## BEGIN INFORMATION GIVEN

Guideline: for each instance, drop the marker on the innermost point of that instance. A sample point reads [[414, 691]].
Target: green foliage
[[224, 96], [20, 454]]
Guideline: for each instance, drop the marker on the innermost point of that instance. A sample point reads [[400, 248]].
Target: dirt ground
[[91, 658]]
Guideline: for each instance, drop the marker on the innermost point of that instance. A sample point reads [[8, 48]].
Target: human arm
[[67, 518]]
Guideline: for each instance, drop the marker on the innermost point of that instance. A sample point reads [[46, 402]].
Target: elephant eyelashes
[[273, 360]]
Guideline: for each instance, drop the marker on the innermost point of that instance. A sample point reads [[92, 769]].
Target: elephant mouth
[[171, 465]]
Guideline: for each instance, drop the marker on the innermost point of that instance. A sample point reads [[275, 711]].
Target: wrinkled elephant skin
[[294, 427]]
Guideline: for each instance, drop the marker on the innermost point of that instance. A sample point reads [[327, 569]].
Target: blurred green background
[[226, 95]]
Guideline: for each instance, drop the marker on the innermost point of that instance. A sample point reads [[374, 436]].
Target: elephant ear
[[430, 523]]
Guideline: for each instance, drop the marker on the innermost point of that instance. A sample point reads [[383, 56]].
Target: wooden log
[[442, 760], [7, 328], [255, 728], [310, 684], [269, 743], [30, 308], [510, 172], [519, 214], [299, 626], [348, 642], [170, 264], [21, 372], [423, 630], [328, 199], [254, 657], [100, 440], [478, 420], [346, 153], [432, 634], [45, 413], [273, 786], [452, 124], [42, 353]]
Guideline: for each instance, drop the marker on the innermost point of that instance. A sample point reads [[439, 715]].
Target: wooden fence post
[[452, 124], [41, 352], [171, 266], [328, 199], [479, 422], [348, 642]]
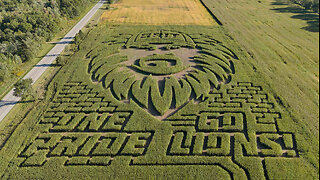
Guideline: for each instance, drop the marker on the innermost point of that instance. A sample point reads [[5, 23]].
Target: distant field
[[232, 101], [159, 12]]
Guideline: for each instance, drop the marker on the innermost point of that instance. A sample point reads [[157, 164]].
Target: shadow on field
[[302, 14]]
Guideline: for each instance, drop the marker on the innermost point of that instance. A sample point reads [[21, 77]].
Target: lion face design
[[161, 71]]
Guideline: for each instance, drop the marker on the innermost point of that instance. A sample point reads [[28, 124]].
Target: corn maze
[[161, 110]]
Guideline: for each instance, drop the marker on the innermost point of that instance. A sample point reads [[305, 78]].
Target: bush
[[24, 88]]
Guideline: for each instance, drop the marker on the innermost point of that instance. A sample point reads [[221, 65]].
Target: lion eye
[[160, 64]]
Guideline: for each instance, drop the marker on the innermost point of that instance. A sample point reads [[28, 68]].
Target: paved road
[[8, 102]]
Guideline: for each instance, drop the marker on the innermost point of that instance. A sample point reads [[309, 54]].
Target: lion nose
[[160, 64]]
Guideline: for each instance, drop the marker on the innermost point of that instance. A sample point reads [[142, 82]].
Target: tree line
[[26, 24], [308, 4]]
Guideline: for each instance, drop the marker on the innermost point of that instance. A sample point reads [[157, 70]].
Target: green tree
[[24, 89]]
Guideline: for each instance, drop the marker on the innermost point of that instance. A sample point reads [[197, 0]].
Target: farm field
[[159, 12], [173, 101]]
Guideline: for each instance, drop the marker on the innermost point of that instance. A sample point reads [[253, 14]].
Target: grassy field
[[158, 12], [179, 102], [281, 41]]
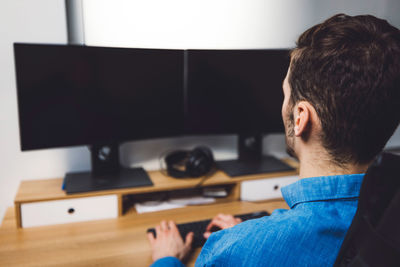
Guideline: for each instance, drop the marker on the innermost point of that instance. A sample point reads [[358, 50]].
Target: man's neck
[[318, 165]]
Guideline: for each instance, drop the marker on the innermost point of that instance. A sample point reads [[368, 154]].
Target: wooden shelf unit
[[50, 189]]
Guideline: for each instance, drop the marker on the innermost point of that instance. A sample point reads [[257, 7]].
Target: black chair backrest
[[373, 238]]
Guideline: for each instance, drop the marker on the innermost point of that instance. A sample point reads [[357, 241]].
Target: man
[[342, 95]]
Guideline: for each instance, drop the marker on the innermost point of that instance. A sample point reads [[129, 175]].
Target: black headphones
[[194, 163]]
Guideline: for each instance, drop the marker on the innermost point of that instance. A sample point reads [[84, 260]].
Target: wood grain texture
[[113, 242]]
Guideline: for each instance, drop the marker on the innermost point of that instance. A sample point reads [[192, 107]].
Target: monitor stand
[[106, 173], [251, 161]]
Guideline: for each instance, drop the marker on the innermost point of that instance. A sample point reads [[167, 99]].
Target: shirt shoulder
[[285, 238]]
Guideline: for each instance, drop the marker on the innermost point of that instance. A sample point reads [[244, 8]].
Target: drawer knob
[[71, 210]]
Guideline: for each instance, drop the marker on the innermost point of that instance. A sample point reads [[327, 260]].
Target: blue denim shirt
[[310, 233]]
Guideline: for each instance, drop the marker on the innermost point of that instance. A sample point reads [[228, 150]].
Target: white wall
[[149, 23]]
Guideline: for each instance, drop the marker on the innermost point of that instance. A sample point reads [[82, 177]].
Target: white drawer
[[69, 210], [264, 189]]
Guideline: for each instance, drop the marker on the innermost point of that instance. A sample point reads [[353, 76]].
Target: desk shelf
[[50, 190]]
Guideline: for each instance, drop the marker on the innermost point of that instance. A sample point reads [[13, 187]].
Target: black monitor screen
[[235, 91], [77, 95]]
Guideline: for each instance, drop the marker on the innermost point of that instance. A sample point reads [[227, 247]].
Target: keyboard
[[199, 227]]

## END INFORMATION GIVEN

Rewrite all the entries above, changing "innermost point" to "most central point" and leaving everything else as it is. Leave out the pictures.

**SOLUTION**
Guideline: for each instance, drop the marker on the most central point of that instance. A sample point reads [[414, 691]].
Target: green foliage
[[224, 96], [20, 454]]
Guideline: for each instance, drop the marker on the most central point of that instance. A sample point reads [[400, 248]].
Target: dirt ground
[[91, 658]]
Guideline: for each instance, drop the marker on the most central point of that instance. A sample point reads [[8, 48]].
Target: human arm
[[67, 518]]
Guideline: for each instance, drop the marker on the most central point of that instance. A sample point reads [[46, 402]].
Target: elephant eyelashes
[[273, 360]]
Guideline: for each instance, drop the marker on the most central point of that instance. A sample point reads [[92, 769]].
Target: elephant mouth
[[171, 465]]
Guideline: for each instance, drop the marker on the most central point of that instance. A sample point reads [[275, 711]].
Target: wrinkled elephant skin
[[294, 427]]
Guideline: for each instance, drop the marker on the most central point of that instance. A sample point reads [[327, 569]].
Target: blurred green background
[[226, 95]]
Guideline: for each instance, drop the marker on the most central point of that instance. A sample point reads [[374, 436]].
Target: elephant ear
[[430, 523]]
Guideline: for each instance, drop the marker on the most central point of that instance. A sample point reads [[383, 56]].
Target: wooden log
[[442, 760], [7, 328], [255, 728], [310, 684], [269, 743], [30, 308], [510, 172], [519, 214], [299, 626], [348, 642], [170, 264], [21, 372], [423, 630], [328, 199], [254, 657], [100, 440], [478, 420], [346, 153], [432, 634], [45, 413], [273, 786], [452, 124], [42, 353]]
Guideline: for each instance, drop the marker on the most central point of that instance. A sample point reads [[439, 715]].
Target: wooden fence post
[[452, 124], [41, 352], [171, 266], [328, 199], [479, 422], [348, 642]]
Guideline: for each instance, drop the marker on the most central point of that instance. A sample point reads [[5, 23]].
Target: distant field
[[232, 101], [159, 12]]
Guideline: for each instance, drop the marker on the most central point of that instance. A sample point reads [[157, 164]].
Target: shadow on field
[[302, 14]]
Guideline: for each instance, drop the marker on the most central point of that instance. A sample point reads [[21, 77]].
Target: lion face design
[[161, 71]]
Guideline: for each instance, drop the marker on the most central point of that instance. A sample point reads [[28, 124]].
Target: corn maze
[[161, 110]]
Guideline: for each instance, drop the marker on the most central point of that instance. A sample point reads [[305, 78]].
Target: bush
[[24, 88]]
Guideline: for each instance, drop the marker on the most central point of that instance. A sample point reads [[221, 65]].
Target: lion eye
[[160, 64]]
Guideline: for each instance, drop the marker on the most central point of that instance. A sample point reads [[28, 68]].
Target: paved road
[[8, 102]]
Guideline: for each instance, drop the marker on the most central point of that instance. A sample point reads [[309, 54]].
Target: lion nose
[[160, 64]]
Guideline: for each instance, drop the marker on the most central point of that instance. A sample point reads [[142, 82]].
Target: tree line
[[26, 24], [308, 4]]
Guideline: for each instance, drop the marker on the most central point of that instance. A sample point reads [[157, 70]].
Target: green tree
[[24, 89]]
Guideline: for each instance, drop the marker on the most central point of that instance. A sample point reads [[197, 0]].
Target: farm field
[[159, 12], [173, 101]]
Guideline: for each instance, drop the marker on the most central point of that instance. A sample point reads [[253, 14]].
Target: grassy field
[[158, 12], [179, 102], [281, 41]]
Guideline: for each instance, drop the marker on the most central point of that instance. A sample point reads [[358, 50]].
Target: man's neck
[[318, 165]]
Guideline: for each instance, drop the marker on the most central point of that instance. A sample point reads [[368, 154]].
Target: wooden shelf unit
[[50, 189]]
Guideline: for each instance, drop the marker on the most central point of that instance. A sample point reads [[257, 7]].
Target: black chair backrest
[[373, 238]]
Guideline: for each instance, drop the marker on the most central point of that instance. A sample point reads [[357, 241]].
Target: man
[[342, 95]]
Guideline: for each instance, drop the marker on the most central point of that instance. A sample point reads [[129, 175]].
Target: black headphones
[[194, 163]]
Guideline: for each instance, drop the marker on the most central point of that instance. A sample point reads [[84, 260]].
Target: wood grain texture
[[113, 242]]
Guideline: for each instance, drop the marker on the most central point of that instance. A sample point reads [[192, 107]].
Target: monitor stand
[[106, 173], [251, 161]]
Guideline: for each instance, drop the marker on the most central point of that instance. A sample point reads [[167, 99]].
Target: shirt shoulder
[[285, 238]]
Guideline: for each instance, drop the marker on the most central point of that instance. A sample point reads [[244, 8]].
Target: drawer knob
[[71, 210]]
Guideline: for each instance, drop the marker on the most central point of that instance. A sample point reads [[327, 260]].
Target: blue denim shirt
[[310, 233]]
Guideline: for each instance, drop the marker on the most central point of that instance. A sample point reads [[228, 150]].
Target: white wall
[[149, 23]]
Guideline: for each instance, drop the marker on the most central point of that instance. A sample point reads [[82, 177]].
Target: white drawer
[[69, 210], [264, 189]]
Guideline: for each instance, drop the marker on the most central point of that instance. A sample point reads [[353, 76]].
Target: desk shelf
[[50, 190]]
Guideline: for each instance, drop the marker on the most central point of that instance. A sample point reads [[13, 187]].
Target: black monitor screen
[[235, 91], [77, 95]]
Guideline: for each instance, drop the marker on the most central point of that instance. A sample point reads [[227, 247]].
Target: keyboard
[[199, 227]]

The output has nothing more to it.